* THINGS TO DO *
a – From the Series 26 article below, reproduce word for word the stretch that begins at the words "If you haven’t" and stops after the words "other way around.".
b – In the Series 26 article below, which parts of Orion are not transparent?
c – Extend the Series 26 article below, picking up right after its final sentence.

LEGO Series 26 Minifigures designer walkthrough: Ice Planet Explorer and Orion

From the ulterior motive behind Orion to the reason the Ice Planet Explorer doesn’t have skis, discover the secrets behind two more LEGO Series 26 minifigures direct from the designers.

We’re taking a deep dive into all 12 of the characters in 71046 Series 26 Space with LEGO Minifigures Creative Lead Esa Petteri Nousiainen and LEGO graphic designer Tore Magelund Harmark-Alexandersen, who both have fascinating and illuminating insights to share into how this range came together. In this instalment, we’ll explore the origins of Orion and pull back the snow curtain on the Ice Planet Explorer.

If you haven’t already, don’t forget to check out our behind-the-scenes features on the Alien Tourist and Blacktron Explorer, and the Imposter and Alien Beetlezoid, and keep an eye on Brick Fanatics for the rest in the days to come.


For many LEGO minifigures, the initial idea is on the table long before the specific execution. But for the unique and unusual Orion in 71046 Series 26 Space – a physical embodiment of a constellation – it was the other way around.


“We wanted to bring something that would be very fresh from a technology point of view, because technology is a big part of space and sci-fi,” Esa says, referring not to the theme of technology within a character, but the meta concept of a technological advancement for the LEGO Group’s production capabilities.

“We had the idea that we should have as many transparent parts on a minifigure as possible. And of course, we didn’t know what the character would be at that time. But then one of the designers came up with the idea of a constellation. Some of them are based on mythological characters and human shapes, and the one that she proposed was a physical form of Orion, [in which] we could put as much transparency as possible. That was really showing off the new stuff we have here.”

A monochromatic transparent minifigure would have been cool, but distinguishing the details would have been… difficult. That meant Esa and Tore had to figure out how to make the various components of Orion distinct without losing the overall effect of its transparency.

“All the areas where you see the body parts of this figure, it’s the transparent purple with the metal flakes,” Esa explains. “But then the accessories and the hair are just the basic transparent. So the character is the embodiment of the stars, and then the accessories are something that he has.”

In total, all but Orion’s torso, hands and hips are transparent, including the minifigure’s head, arms, legs, hair, club and shield. And according to Esa, that sets a new record for the LEGO Group.

* SOURCE DATA *
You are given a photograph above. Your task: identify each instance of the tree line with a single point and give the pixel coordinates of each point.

* THE REPLIES *
a –
If you haven’t already, don’t forget to check out our behind-the-scenes features on the Alien Tourist and Blacktron Explorer, and the Imposter and Alien Beetlezoid, and keep an eye on Brick Fanatics for the rest in the days to come.


For many LEGO minifigures, the initial idea is on the table long before the specific execution. But for the unique and unusual Orion in 71046 Series 26 Space – a physical embodiment of a constellation – it was the other way around.

b – Orion's torso, hands and hips.

c –
“It’s probably the most transparent parts on a minifigure ever,” he says. “We couldn’t find anyone [more transparent]. We might be wrong – there are so many thousands of minifigures – but I think it’s the most transparency ever.”

Could there ever be a fully-transparent minifigure? That’s the question many LEGO Star Wars collectors have wanted answering for 25 years, with one eye on the potential for LEGO Force Ghost minifigures. And Esa says it’s not out of the question altogether, although there is one potential pitfall: the internals of the torso would be completely visible, including the connection points. That’s the reason Orion’s torso is an opaque silver.

“We wanted to bring in this silver [for] the armour as a cool [visual] break on the character, and also to hide a little bit of the connectors that would be otherwise very visible inside the figure,” he explains. “But maybe there is room for more transparent parts in the minifigures in the future…”

Ice Planet Explorer

One of four retro themes returning in 71046 Series 26 Space (alongside Blacktron II, M-Tron and Galaxy Squad), Ice Planet 2002’s homage comes in the form of the Ice Planet Explorer. It’s very much a next-generation take on the white, blue and trans-neon-orange astronauts of the original 1993 line, not least because that latter colour is no longer part of the LEGO portfolio. But the driving force behind bringing this one to life was actually Ice Planet’s narrative.

“We started thinking that they are on an icy planet,” Esa remembers. “We really wanted to make a helmet where you only have this thin slit that you see through to help prevent snow blindness, and then at the same time, create this very heavy archetype of a space marine – but also with a more inspiring angle, so it’s an explorer and not a soldier. That’s where the armour came into the picture.

“And of course, with the slit we could also just decorate this orange line, because we don’t have the transparent neon orange. And then we still wanted to include the saw – it’s not neon, but I think it’s still pretty darn cool, especially for the younger audience who don’t even know about the neon colour.”

Also included with the Ice Planet Explorer alongside that nostalgic chainsaw element is a brand new penguin, with printing that Tore says is open to interpretation.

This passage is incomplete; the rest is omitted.